--- Materials provided ---
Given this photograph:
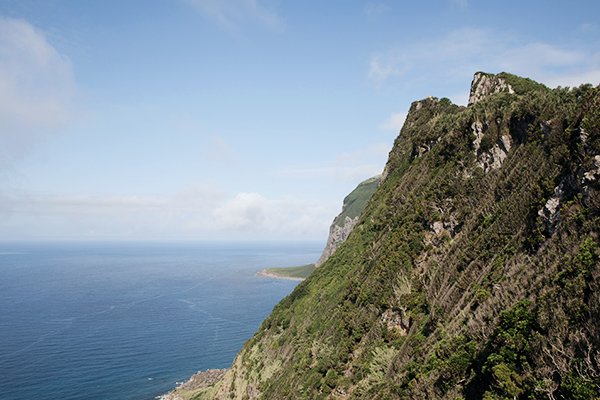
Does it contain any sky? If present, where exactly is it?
[0,0,600,243]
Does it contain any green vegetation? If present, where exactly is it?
[266,264,315,278]
[333,176,381,227]
[203,75,600,399]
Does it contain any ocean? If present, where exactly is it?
[0,242,323,400]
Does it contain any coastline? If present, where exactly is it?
[254,268,304,281]
[156,369,229,400]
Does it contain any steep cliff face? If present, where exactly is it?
[315,176,381,267]
[199,74,600,399]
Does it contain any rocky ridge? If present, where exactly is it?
[175,73,600,400]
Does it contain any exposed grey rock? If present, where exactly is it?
[471,122,512,172]
[381,310,410,336]
[315,217,358,267]
[468,72,515,106]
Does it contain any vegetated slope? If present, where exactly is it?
[332,175,381,227]
[315,175,381,267]
[207,74,600,399]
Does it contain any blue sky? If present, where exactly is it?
[0,0,600,241]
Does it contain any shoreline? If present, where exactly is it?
[254,268,304,281]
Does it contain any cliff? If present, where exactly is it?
[315,176,381,267]
[183,73,600,399]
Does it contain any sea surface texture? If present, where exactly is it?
[0,242,322,400]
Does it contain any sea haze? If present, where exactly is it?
[0,242,323,400]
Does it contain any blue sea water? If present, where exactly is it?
[0,242,323,400]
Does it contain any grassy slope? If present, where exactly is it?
[212,76,600,399]
[267,264,315,278]
[332,176,381,227]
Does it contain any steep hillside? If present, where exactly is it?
[190,73,600,399]
[315,175,381,267]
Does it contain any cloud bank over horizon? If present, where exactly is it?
[0,0,600,240]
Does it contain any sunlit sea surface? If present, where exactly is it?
[0,242,323,400]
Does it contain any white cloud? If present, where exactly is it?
[0,17,77,168]
[367,28,600,89]
[278,143,391,183]
[379,112,407,133]
[212,193,266,231]
[184,0,283,33]
[0,184,339,239]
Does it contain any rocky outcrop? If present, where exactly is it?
[469,72,515,106]
[315,175,381,267]
[315,217,358,267]
[158,369,228,400]
[471,122,512,172]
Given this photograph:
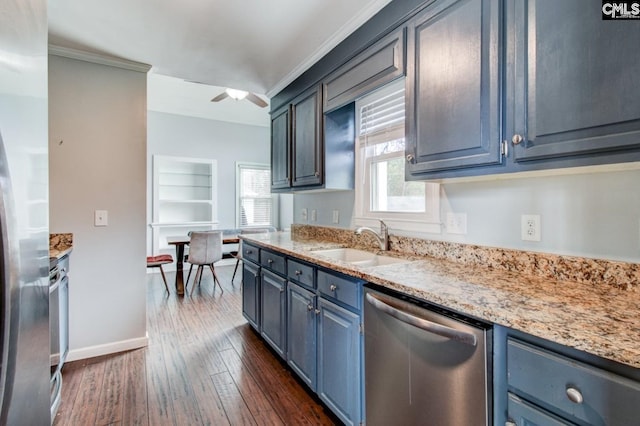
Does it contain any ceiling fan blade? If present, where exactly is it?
[245,92,268,108]
[211,92,229,102]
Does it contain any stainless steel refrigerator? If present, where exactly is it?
[0,0,51,425]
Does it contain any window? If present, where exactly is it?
[356,80,440,232]
[236,163,275,228]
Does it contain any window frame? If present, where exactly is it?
[235,161,278,229]
[354,79,442,233]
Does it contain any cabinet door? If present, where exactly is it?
[287,282,316,391]
[291,88,324,186]
[405,0,503,179]
[242,262,260,331]
[271,106,291,189]
[318,298,362,425]
[506,0,640,162]
[260,269,286,358]
[323,28,405,112]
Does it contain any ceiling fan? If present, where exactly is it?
[211,88,267,108]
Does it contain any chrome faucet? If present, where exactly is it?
[356,221,389,250]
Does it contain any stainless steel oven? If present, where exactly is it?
[49,256,69,421]
[364,288,492,426]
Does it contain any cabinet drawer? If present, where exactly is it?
[242,241,260,263]
[507,393,567,426]
[260,249,286,275]
[287,259,315,288]
[507,339,640,425]
[318,271,361,309]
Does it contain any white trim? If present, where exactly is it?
[234,161,280,228]
[49,44,151,74]
[67,334,149,362]
[266,0,391,98]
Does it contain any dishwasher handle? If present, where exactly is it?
[366,293,478,346]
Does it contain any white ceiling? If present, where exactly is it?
[49,0,391,100]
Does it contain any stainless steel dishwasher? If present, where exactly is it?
[364,288,492,426]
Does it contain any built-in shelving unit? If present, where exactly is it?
[151,155,218,254]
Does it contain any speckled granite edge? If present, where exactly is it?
[241,233,640,368]
[49,234,73,257]
[291,224,640,291]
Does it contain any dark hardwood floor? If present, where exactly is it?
[54,266,338,426]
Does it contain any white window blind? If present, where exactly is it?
[355,79,439,233]
[236,163,273,228]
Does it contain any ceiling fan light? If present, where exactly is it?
[225,88,249,101]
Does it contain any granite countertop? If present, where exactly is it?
[241,233,640,368]
[49,234,73,259]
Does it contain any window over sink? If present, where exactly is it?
[355,78,440,232]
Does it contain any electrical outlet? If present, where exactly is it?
[333,210,340,223]
[93,210,109,226]
[520,214,541,241]
[446,213,467,234]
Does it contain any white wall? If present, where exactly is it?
[294,169,640,262]
[49,55,147,359]
[147,111,271,253]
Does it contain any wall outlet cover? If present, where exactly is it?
[93,210,109,226]
[520,214,541,241]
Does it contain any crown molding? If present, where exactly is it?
[266,0,390,98]
[49,44,151,73]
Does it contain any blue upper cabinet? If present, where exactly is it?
[405,0,503,179]
[506,0,640,165]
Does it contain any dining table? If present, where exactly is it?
[167,229,240,296]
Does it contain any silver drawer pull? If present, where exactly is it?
[567,387,584,404]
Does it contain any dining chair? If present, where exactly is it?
[185,231,224,294]
[230,226,278,284]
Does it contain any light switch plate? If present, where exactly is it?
[93,210,109,226]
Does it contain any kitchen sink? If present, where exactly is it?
[313,248,408,266]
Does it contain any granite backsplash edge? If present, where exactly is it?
[291,224,640,291]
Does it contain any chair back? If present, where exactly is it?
[189,231,222,265]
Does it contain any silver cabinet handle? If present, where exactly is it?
[511,133,523,145]
[566,387,584,404]
[367,293,478,346]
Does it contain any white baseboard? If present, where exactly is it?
[67,334,149,362]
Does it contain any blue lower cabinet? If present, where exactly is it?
[317,298,362,425]
[508,393,571,426]
[242,262,260,331]
[260,269,287,358]
[287,282,317,391]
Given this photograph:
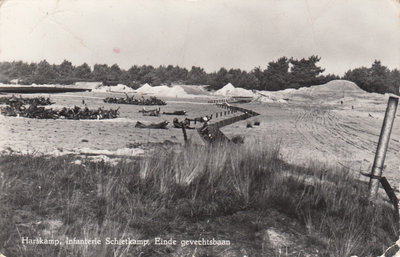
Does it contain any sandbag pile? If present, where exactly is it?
[103,95,167,105]
[1,103,119,120]
[0,96,54,105]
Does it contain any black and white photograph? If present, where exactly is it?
[0,0,400,257]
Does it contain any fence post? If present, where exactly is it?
[368,96,399,200]
[181,122,187,143]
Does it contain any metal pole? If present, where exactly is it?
[368,96,399,200]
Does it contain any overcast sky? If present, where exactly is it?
[0,0,400,75]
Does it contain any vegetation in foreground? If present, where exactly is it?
[0,144,396,257]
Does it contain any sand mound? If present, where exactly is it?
[92,84,135,93]
[257,80,369,102]
[74,82,103,90]
[136,84,193,98]
[214,83,254,96]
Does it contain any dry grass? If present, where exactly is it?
[0,143,395,256]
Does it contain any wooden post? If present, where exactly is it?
[181,122,187,143]
[368,96,399,200]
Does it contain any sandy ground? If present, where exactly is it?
[0,81,400,191]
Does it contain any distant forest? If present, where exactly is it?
[0,55,400,94]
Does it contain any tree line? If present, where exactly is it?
[0,55,400,93]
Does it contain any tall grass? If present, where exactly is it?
[0,143,396,256]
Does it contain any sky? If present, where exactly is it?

--- Written exercise ---
List every line of the records above that contains the word "light". Case counts.

--- Exercise result ---
Does it contain any ceiling fan light? If present, where exactly is it?
Does it contain any light switch plate? If present, where exactly is it?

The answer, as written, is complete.